## Source records
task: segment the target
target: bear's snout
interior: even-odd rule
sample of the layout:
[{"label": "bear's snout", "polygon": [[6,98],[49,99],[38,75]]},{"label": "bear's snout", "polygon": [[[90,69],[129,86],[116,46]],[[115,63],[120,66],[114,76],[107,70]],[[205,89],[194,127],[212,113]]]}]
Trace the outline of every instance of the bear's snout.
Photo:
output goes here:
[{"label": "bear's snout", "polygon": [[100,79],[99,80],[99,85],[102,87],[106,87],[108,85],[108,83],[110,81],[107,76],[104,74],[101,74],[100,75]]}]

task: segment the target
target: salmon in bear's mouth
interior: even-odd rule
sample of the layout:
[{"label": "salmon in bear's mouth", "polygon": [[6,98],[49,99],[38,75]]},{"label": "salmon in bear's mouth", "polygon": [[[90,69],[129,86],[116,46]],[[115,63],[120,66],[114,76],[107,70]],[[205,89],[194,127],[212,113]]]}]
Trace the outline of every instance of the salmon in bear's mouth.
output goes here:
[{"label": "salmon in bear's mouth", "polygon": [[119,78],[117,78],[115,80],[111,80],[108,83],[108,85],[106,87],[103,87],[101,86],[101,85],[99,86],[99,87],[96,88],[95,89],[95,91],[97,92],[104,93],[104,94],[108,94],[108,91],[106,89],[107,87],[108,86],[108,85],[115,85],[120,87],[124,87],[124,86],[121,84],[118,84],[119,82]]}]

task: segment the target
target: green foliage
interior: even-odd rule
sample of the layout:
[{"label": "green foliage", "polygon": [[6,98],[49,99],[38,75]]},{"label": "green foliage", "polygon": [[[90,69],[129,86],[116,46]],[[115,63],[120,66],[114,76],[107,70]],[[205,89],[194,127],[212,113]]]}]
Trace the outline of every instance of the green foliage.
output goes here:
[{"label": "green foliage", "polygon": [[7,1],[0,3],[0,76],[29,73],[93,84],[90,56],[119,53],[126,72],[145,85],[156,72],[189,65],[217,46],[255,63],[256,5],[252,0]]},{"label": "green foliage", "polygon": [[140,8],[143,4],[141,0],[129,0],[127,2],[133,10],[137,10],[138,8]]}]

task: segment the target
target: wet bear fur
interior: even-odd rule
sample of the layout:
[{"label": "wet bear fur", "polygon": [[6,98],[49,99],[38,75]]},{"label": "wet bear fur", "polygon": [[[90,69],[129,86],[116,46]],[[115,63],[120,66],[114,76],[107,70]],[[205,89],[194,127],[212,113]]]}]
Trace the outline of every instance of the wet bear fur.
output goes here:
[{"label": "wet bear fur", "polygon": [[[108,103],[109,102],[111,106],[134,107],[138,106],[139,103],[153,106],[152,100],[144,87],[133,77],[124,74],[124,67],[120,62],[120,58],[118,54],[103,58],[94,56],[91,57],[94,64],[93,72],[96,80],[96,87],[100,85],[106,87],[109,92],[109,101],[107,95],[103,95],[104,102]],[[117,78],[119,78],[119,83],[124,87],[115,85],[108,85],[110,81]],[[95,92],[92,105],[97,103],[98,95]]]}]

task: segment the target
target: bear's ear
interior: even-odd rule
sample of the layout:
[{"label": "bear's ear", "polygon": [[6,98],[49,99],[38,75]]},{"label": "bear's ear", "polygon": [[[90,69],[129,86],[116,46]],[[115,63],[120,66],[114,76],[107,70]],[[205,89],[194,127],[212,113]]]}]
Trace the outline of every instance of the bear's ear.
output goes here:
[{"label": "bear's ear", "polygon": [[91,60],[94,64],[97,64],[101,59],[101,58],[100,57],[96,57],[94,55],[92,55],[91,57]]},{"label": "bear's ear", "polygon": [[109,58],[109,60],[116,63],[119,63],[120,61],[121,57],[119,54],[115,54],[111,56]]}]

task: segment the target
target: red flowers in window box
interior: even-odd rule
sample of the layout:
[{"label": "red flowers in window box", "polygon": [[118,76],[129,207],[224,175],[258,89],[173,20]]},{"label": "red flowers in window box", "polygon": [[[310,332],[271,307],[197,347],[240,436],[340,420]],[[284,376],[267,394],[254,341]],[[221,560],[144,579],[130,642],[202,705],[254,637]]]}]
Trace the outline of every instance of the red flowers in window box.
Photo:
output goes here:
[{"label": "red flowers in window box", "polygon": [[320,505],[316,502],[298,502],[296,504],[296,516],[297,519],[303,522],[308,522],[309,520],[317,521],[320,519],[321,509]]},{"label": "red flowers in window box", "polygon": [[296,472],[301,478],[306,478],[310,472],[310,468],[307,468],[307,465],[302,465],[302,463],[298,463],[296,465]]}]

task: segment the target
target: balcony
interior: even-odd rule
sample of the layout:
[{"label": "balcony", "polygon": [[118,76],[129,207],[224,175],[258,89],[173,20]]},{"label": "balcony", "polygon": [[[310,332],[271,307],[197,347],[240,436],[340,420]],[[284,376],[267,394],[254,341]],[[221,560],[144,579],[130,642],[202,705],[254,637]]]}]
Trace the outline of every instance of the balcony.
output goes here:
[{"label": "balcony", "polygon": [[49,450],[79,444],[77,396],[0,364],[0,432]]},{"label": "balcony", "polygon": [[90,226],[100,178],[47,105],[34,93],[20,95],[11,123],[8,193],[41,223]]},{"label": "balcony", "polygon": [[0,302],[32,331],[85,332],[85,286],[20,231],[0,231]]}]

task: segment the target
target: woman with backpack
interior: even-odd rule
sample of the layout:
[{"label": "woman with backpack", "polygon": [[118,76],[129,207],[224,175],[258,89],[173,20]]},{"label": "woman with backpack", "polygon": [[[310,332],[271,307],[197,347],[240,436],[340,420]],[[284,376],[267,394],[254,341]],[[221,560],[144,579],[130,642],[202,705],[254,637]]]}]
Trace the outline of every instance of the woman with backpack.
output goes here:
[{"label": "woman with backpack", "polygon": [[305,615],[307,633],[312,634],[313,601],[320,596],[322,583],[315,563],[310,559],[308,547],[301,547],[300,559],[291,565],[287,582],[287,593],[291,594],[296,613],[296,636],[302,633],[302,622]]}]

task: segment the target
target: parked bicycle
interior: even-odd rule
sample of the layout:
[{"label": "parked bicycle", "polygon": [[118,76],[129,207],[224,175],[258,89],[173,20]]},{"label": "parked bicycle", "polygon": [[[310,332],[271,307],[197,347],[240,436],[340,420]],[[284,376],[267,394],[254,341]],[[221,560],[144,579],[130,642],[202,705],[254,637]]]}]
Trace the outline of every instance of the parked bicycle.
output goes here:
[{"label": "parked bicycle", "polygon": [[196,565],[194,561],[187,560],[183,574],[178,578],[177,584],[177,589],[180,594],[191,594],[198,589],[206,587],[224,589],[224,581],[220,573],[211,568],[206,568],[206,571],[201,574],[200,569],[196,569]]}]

...

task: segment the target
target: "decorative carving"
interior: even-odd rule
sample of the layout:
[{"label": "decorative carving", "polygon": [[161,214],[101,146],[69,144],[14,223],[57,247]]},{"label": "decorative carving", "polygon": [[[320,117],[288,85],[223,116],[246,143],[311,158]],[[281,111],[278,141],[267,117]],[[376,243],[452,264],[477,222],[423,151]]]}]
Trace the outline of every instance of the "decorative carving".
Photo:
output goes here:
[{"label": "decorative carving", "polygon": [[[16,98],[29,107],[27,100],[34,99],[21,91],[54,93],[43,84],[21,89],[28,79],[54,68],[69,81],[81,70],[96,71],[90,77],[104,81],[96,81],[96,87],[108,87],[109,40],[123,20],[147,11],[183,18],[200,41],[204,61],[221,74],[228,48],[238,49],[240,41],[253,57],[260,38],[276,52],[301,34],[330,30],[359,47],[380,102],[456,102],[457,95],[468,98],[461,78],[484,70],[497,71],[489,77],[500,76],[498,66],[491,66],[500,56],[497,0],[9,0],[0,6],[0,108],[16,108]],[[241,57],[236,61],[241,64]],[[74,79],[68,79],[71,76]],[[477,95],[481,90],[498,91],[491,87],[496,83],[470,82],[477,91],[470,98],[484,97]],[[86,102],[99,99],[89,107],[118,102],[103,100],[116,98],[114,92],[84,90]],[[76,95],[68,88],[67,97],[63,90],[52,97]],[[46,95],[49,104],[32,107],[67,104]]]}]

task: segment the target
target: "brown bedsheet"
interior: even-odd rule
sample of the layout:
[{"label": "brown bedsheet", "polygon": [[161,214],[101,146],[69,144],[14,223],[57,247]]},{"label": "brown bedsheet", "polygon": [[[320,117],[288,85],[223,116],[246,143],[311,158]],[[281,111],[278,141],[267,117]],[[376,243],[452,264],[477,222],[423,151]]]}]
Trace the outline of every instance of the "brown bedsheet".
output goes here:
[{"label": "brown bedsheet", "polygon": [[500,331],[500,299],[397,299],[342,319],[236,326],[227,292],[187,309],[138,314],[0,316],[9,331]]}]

...

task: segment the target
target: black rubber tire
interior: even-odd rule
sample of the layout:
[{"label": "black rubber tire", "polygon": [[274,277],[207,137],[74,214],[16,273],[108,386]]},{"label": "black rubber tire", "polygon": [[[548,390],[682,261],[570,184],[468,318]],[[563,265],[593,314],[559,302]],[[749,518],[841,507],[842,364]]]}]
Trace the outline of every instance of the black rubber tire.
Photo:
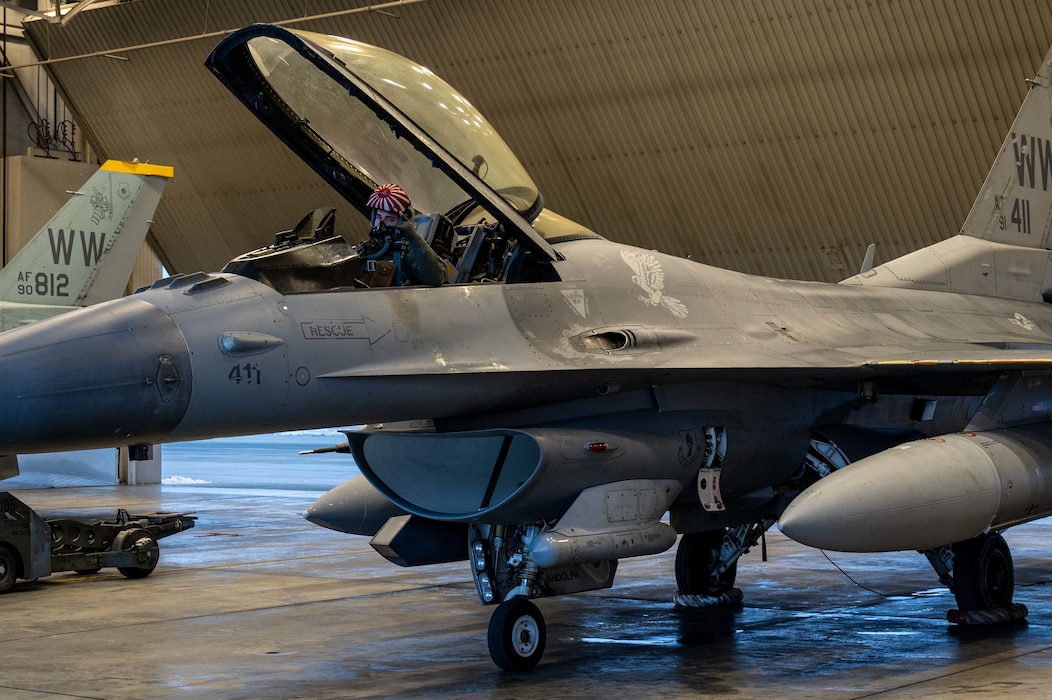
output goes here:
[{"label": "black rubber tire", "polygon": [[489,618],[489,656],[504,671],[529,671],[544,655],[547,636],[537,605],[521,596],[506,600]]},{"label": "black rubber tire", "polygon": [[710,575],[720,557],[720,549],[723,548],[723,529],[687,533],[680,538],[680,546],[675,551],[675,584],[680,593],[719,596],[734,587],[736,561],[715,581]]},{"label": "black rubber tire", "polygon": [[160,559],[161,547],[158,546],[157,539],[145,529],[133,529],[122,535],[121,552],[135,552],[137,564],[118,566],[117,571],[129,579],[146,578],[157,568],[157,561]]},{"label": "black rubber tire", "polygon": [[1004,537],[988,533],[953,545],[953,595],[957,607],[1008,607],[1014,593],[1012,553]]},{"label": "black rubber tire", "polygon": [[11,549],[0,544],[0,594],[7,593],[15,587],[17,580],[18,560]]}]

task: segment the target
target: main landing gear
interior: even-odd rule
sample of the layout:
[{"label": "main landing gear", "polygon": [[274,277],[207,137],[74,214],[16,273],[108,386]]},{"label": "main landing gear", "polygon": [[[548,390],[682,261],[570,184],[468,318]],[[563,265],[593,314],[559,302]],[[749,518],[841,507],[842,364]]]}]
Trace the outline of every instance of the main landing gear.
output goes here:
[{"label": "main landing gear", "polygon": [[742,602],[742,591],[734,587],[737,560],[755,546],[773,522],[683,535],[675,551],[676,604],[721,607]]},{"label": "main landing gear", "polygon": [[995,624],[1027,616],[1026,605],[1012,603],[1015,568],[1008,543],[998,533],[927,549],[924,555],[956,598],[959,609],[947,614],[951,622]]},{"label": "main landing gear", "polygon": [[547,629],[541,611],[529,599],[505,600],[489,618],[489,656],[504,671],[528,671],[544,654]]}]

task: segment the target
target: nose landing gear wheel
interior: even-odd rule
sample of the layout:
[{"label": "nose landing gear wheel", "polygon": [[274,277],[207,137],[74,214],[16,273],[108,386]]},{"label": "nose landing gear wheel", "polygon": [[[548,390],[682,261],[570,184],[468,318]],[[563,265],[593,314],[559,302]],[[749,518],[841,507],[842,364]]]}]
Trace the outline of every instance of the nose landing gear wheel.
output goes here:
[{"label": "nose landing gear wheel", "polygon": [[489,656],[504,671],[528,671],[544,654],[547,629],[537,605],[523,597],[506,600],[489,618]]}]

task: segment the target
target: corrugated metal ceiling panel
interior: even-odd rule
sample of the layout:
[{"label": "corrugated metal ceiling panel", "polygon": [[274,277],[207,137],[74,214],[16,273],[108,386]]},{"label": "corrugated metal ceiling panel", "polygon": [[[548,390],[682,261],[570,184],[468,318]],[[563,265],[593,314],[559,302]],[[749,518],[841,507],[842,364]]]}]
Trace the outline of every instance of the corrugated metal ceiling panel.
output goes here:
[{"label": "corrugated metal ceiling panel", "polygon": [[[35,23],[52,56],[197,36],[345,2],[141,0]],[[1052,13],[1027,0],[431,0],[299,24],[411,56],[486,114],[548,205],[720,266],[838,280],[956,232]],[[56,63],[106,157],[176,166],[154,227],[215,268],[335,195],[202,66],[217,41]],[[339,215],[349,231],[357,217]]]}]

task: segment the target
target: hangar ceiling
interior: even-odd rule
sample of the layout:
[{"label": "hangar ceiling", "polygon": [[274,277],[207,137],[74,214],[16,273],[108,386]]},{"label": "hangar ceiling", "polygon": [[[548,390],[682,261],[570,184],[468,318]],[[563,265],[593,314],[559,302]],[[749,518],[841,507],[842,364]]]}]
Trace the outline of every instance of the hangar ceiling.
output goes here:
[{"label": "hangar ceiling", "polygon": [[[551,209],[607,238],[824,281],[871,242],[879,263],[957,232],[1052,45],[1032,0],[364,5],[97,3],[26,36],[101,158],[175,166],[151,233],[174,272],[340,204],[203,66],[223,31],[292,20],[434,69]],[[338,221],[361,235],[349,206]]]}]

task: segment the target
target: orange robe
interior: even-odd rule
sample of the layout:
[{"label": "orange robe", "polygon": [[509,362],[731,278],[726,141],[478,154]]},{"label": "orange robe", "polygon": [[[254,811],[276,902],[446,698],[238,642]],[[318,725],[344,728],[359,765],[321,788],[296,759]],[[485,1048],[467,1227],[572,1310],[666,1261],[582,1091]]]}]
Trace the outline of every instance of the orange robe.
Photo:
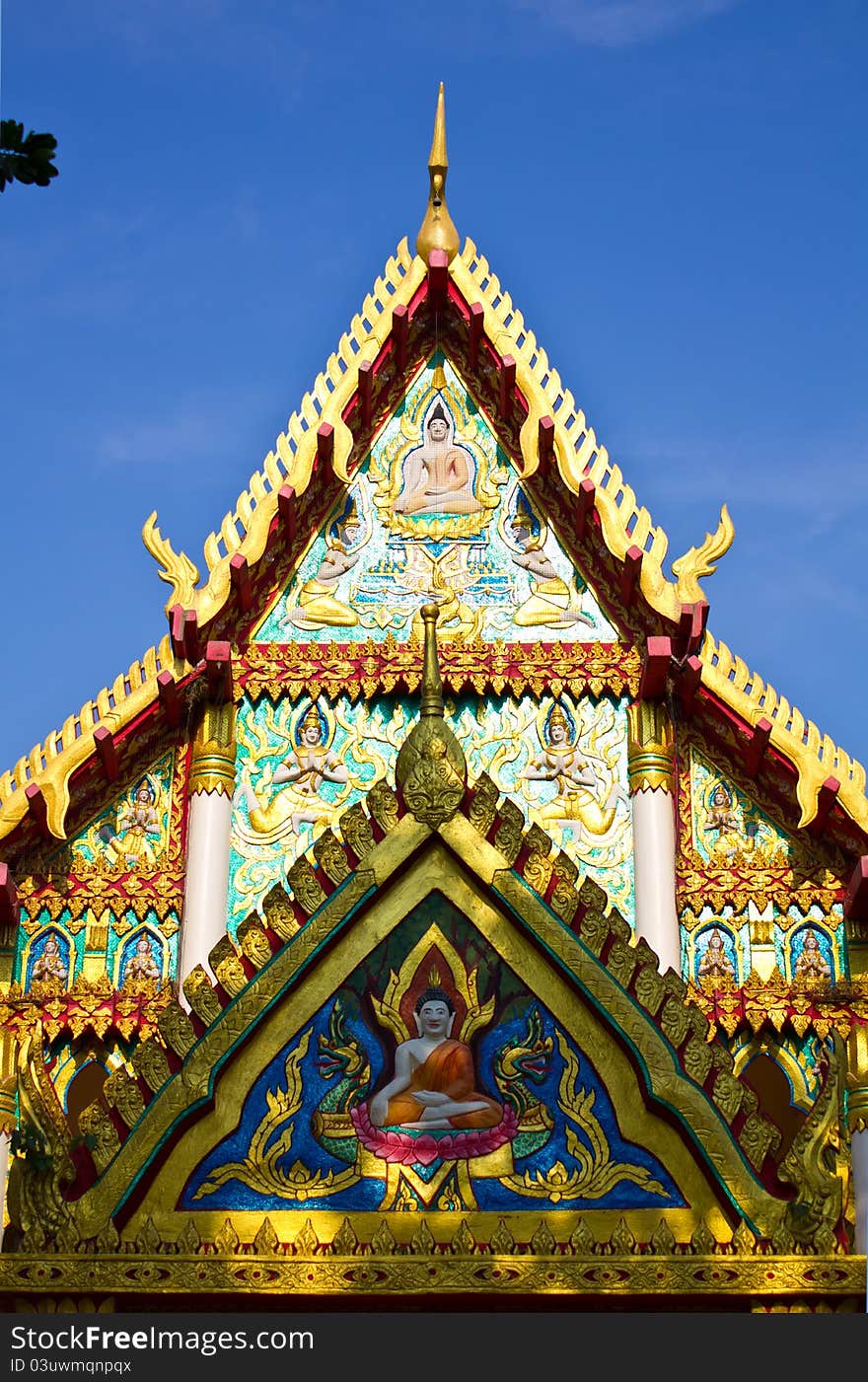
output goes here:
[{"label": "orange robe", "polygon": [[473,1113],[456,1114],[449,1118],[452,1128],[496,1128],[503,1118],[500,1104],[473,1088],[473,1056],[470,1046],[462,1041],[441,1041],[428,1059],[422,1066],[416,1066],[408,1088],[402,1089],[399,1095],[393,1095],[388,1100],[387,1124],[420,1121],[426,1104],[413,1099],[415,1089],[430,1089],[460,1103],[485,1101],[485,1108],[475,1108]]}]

## Brief
Pull out every line above that contains the string "ceiling", with case counting, and copy each one in full.

## Exercise result
target: corrugated metal ceiling panel
[{"label": "corrugated metal ceiling panel", "polygon": [[274,277],[207,137],[74,214],[16,273],[108,386]]},{"label": "corrugated metal ceiling panel", "polygon": [[[548,390],[682,261],[570,184],[468,318]],[[563,265],[593,314],[559,302]],[[749,518],[841,507],[842,364]]]}]
Trace the outline of every instance of the corrugated metal ceiling panel.
[{"label": "corrugated metal ceiling panel", "polygon": [[[35,23],[52,56],[197,36],[345,2],[141,0]],[[1052,13],[1027,0],[431,0],[299,24],[411,56],[486,114],[548,205],[720,266],[838,280],[956,232]],[[56,63],[106,157],[176,166],[154,227],[215,268],[335,195],[202,66],[217,41]],[[339,215],[349,231],[357,217]]]}]
target: hangar ceiling
[{"label": "hangar ceiling", "polygon": [[274,277],[207,137],[74,214],[16,273],[108,386]]},{"label": "hangar ceiling", "polygon": [[[548,390],[682,261],[570,184],[468,318]],[[563,265],[593,314],[559,302]],[[749,518],[841,507],[842,364]]]}]
Trace the outline of every instance of the hangar ceiling.
[{"label": "hangar ceiling", "polygon": [[[551,209],[607,238],[824,281],[871,242],[879,263],[957,232],[1052,45],[1032,0],[364,5],[97,3],[26,36],[101,158],[175,166],[151,233],[174,272],[340,204],[203,66],[223,31],[292,20],[434,69]],[[338,221],[361,235],[349,206]]]}]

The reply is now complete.